Written instruction a —
Count how many lines in the listing contain the word "hand", and give only that number.

Passage given —
★ ★ ★ ★ ★ ★ ★

Business Community Partnership

Photo:Natalie Matos awards a certificate

Natalie Matos awards a certificate

Photo from a private collection

Photo:A group of students passing out at Marks and Spencer

A group of students passing out at Marks and Spencer

Photo from a private collection

Helping the homeless back to work

By Natalie Matos

I started a couple of years ago working for an organisation called Business Community Partnership (BCP) and basically what they do is that they work with businesses in the local community to get them engaged in community activity. I was working on something called Community Mark, which is about giving businesses a kitemark for their community involvement. So it's about getting them to a standard that they are saying that they are doing so much in the community that they should have a kitemark. Everybody can then recognise them for that.

Working at grass roots level
My main skills are project management so I set that up and then was asked if I could get involved in this, as it's a new scheme that's come to Brighton. So, that's where my skills come from.

From my perspective, when I was working with BCP before, I was working with businesses, which was fantastic, but I didn't get any grass roots involvement because it was all about advising them on the best way to run their programmes rather being involved in running a programme myself.

At the moment what I love about this particular job is that I get to do everything really: I get to work with public sector, I get to meet all new kinds of people and am able to get an overview of the whole thing. Plus I think homelessness, as an issue, is a really fantastic thing to be working on and seeing the successes of it is just amazing, really.

From strength to strength
At the moment we've only got three businesses on board because what we've been doing is building: Marks and Spencer were involved nationally so I worked with them locally. But one of the problems we've had is recruiting and getting people involved in it. Because it's a new initiative, people are nervous of it. I think actually a lot of key workers are nervous of it, whether they should tell people to go on it until they know what it's really going to be like, so we haven't been recruiting new businesses until we get the numbers of participants up. Then we got Integra on board for the second programme and the Grand Hotel involved in the third one. On the third programme, we got ten people come forward for it (well, eighteen originally, but ten started up), which is fantastic.

★ ★ ★ ★ ★ ★ ★

Raw records —
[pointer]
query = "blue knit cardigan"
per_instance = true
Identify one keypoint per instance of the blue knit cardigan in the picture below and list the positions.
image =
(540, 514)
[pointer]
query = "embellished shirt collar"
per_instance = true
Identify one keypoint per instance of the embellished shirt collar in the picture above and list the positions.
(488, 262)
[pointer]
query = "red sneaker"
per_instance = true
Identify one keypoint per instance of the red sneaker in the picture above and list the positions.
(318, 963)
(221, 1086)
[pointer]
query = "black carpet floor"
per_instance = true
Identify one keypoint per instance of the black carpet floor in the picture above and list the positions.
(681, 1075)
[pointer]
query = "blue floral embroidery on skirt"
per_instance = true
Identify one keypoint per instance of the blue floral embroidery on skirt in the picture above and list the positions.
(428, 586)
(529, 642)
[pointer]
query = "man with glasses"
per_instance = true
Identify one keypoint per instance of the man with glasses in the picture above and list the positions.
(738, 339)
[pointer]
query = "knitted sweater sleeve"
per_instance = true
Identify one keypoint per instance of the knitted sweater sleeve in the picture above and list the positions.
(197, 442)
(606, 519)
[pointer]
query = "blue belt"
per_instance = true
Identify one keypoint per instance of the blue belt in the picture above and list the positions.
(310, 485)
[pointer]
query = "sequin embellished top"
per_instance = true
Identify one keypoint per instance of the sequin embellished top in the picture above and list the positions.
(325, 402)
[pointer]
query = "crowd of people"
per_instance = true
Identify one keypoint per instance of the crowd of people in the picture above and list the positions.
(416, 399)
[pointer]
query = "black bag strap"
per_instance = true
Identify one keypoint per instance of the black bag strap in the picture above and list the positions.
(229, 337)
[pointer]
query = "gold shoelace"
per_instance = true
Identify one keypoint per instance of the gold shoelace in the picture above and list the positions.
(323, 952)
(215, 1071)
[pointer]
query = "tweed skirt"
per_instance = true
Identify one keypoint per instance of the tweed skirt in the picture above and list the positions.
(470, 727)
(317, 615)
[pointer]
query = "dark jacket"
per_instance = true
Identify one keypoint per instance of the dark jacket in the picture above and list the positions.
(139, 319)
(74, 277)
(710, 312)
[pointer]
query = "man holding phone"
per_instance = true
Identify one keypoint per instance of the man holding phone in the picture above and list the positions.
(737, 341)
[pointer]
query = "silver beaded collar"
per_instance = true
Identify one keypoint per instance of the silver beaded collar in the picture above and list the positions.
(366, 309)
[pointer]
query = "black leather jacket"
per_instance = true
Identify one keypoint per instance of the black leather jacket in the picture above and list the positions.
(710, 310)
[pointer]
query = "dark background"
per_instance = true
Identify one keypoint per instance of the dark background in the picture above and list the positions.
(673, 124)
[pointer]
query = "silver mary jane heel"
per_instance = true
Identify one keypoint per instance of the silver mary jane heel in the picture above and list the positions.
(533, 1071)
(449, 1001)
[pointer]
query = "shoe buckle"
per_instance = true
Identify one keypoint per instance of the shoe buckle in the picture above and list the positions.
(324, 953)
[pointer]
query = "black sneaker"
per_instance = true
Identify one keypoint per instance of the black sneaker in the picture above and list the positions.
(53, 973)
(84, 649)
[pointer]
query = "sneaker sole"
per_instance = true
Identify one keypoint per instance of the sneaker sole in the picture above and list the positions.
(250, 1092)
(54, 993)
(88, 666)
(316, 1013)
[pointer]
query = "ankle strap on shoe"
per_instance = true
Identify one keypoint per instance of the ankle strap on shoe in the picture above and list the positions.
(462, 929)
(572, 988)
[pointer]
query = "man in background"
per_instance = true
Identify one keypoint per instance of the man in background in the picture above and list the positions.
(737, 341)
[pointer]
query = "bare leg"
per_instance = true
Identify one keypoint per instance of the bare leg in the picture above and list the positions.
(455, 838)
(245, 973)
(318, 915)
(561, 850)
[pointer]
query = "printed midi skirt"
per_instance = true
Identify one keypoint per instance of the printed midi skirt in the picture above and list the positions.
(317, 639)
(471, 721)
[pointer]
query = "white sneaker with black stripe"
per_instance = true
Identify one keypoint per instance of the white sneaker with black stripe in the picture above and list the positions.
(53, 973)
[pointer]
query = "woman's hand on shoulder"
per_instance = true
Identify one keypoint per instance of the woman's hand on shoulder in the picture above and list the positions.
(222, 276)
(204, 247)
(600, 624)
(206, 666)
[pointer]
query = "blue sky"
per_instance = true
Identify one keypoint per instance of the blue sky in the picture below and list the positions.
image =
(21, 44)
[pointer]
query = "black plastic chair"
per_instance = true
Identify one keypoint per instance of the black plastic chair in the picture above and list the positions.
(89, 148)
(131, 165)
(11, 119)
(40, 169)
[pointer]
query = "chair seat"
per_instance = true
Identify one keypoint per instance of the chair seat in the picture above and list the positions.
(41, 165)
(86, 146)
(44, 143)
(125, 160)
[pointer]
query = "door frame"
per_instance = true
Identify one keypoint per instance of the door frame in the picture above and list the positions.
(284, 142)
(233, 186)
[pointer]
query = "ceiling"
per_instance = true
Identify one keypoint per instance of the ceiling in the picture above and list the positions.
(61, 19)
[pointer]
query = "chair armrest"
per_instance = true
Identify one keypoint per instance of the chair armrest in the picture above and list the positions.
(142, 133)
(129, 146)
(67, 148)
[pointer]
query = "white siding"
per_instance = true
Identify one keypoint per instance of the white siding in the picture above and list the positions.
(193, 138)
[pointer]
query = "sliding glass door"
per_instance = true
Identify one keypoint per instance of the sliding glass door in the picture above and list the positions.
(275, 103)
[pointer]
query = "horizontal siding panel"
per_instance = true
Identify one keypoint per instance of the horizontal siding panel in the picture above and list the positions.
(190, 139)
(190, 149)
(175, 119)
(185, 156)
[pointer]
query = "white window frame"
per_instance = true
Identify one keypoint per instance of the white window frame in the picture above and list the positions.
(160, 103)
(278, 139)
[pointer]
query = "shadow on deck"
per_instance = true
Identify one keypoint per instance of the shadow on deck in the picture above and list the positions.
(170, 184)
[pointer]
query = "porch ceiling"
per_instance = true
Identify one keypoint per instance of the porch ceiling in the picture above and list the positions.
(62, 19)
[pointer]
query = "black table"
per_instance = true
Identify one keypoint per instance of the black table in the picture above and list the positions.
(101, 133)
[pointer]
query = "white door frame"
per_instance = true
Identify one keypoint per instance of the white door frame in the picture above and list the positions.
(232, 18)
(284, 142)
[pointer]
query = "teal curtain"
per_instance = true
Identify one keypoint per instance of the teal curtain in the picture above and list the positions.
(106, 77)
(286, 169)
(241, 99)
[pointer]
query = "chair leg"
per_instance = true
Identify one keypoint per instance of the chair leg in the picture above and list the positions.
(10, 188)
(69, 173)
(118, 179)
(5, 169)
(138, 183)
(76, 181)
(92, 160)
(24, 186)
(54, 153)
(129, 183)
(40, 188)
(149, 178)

★ ★ ★ ★ ★ ★ ★

Written instruction b —
Please output the passage from the article above on helping the homeless back to work, beginning at the words "From my perspective, when" and stopping after "just amazing, really.".

Written response a —
2

Written response b —
From my perspective, when I was working with BCP before, I was working with businesses, which was fantastic, but I didn't get any grass roots involvement because it was all about advising them on the best way to run their programmes rather being involved in running a programme myself.

At the moment what I love about this particular job is that I get to do everything really: I get to work with public sector, I get to meet all new kinds of people and am able to get an overview of the whole thing. Plus I think homelessness, as an issue, is a really fantastic thing to be working on and seeing the successes of it is just amazing, really.